▶ **Records for the task**:
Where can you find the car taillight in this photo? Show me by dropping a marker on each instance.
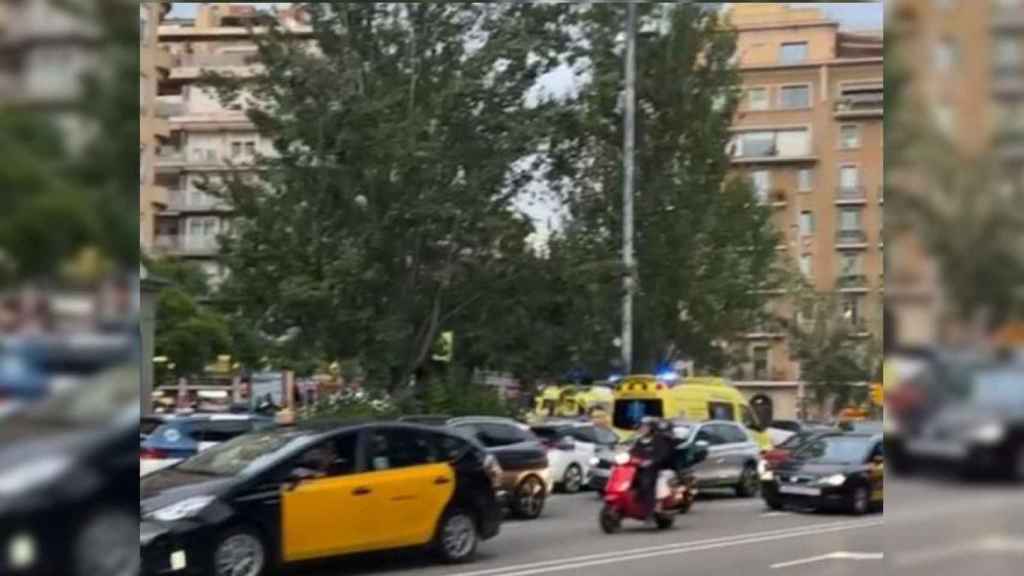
(152, 454)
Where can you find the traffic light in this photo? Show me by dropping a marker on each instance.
(442, 347)
(878, 394)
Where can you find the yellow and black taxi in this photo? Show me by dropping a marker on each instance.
(839, 471)
(300, 493)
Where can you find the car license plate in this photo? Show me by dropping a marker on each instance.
(178, 560)
(800, 490)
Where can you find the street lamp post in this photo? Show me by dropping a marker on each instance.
(628, 169)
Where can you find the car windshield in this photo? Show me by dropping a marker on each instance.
(629, 413)
(93, 402)
(836, 450)
(795, 441)
(245, 454)
(550, 434)
(999, 387)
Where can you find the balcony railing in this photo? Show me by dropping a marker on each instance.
(847, 237)
(185, 245)
(868, 104)
(217, 59)
(851, 281)
(850, 194)
(188, 201)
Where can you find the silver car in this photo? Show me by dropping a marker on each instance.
(733, 457)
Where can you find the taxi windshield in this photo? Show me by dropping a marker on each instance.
(244, 454)
(836, 450)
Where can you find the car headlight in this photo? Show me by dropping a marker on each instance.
(185, 508)
(989, 434)
(33, 474)
(835, 480)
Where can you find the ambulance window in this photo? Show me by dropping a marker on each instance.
(721, 411)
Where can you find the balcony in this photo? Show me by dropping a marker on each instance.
(168, 245)
(183, 201)
(771, 197)
(850, 195)
(1008, 81)
(170, 107)
(1007, 18)
(851, 239)
(852, 283)
(865, 105)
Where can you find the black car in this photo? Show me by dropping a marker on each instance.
(980, 428)
(525, 480)
(308, 492)
(835, 471)
(68, 472)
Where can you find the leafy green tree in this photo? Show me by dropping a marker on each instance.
(402, 134)
(704, 246)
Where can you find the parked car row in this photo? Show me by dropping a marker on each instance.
(276, 495)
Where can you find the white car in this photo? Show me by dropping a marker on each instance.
(571, 447)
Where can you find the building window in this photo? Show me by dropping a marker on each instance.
(849, 136)
(805, 179)
(807, 222)
(806, 268)
(760, 363)
(757, 98)
(793, 52)
(944, 118)
(762, 183)
(792, 97)
(849, 177)
(945, 54)
(1007, 51)
(849, 219)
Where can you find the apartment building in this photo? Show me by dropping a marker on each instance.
(44, 51)
(967, 70)
(154, 129)
(809, 134)
(207, 139)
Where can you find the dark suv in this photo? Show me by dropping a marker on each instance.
(525, 480)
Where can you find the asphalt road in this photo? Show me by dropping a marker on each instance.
(938, 527)
(721, 535)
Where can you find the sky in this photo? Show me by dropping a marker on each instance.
(850, 16)
(853, 16)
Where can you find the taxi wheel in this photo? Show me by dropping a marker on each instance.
(572, 481)
(101, 545)
(239, 551)
(457, 537)
(860, 500)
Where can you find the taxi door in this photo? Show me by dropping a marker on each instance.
(411, 489)
(327, 516)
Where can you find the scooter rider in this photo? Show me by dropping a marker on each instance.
(654, 449)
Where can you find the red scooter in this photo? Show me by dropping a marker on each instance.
(678, 493)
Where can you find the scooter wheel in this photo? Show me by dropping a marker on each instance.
(610, 520)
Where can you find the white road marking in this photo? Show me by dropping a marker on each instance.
(574, 564)
(834, 556)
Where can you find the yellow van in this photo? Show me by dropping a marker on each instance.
(696, 399)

▶ **Your task**: Repeat word for word every line from the one that holds "Where can you find the parked" to the end. Both ends count.

▶ **Correct output**:
Where can you find the parked car row in this photo? Show me by dropping a marker on each instance.
(276, 495)
Where can you find the white car in this photo? Show me by dropping a marker on each instance.
(571, 447)
Where can you find the building window in this photo? Show me by dropping a marker on each instance.
(849, 136)
(805, 179)
(807, 222)
(806, 268)
(760, 363)
(757, 98)
(793, 52)
(944, 118)
(762, 183)
(792, 97)
(849, 177)
(945, 54)
(1007, 51)
(849, 219)
Where can you find the apartment building in this photo? Show me by dropping a marker on each instance.
(44, 51)
(967, 70)
(154, 129)
(809, 134)
(207, 139)
Where can you find the dark suv in this photo? Show me by dropping a marker on each instance.
(525, 480)
Where can you find the asphalt road in this photo? Show me by dropping a marker on each instance.
(938, 527)
(721, 535)
Where can you find the sky in this photo? Show me by dropping a marker on each instance.
(850, 16)
(853, 16)
Where can you find the taxi wheel in this photo? Show me by dropping a marker on each instance.
(572, 481)
(101, 545)
(239, 551)
(457, 537)
(860, 500)
Where can you find the taxi door in this photo? Show me by dropping a marker on each instance.
(411, 489)
(327, 516)
Where can you find the scooter rider in this photo? Show me by dropping a marker on each instance.
(654, 449)
Where can you find the red scooter in this photo? Show me by dropping a marker on each instance.
(678, 493)
Where can you find the scooter wheel in this photo? Show me by dropping a marker on each instance.
(610, 520)
Where can you find the white road marking in this photo? Show me by dropping a marker on each instance.
(574, 564)
(834, 556)
Where can you find the yellow van in this photo? Show me by dropping a marker on each instance.
(696, 399)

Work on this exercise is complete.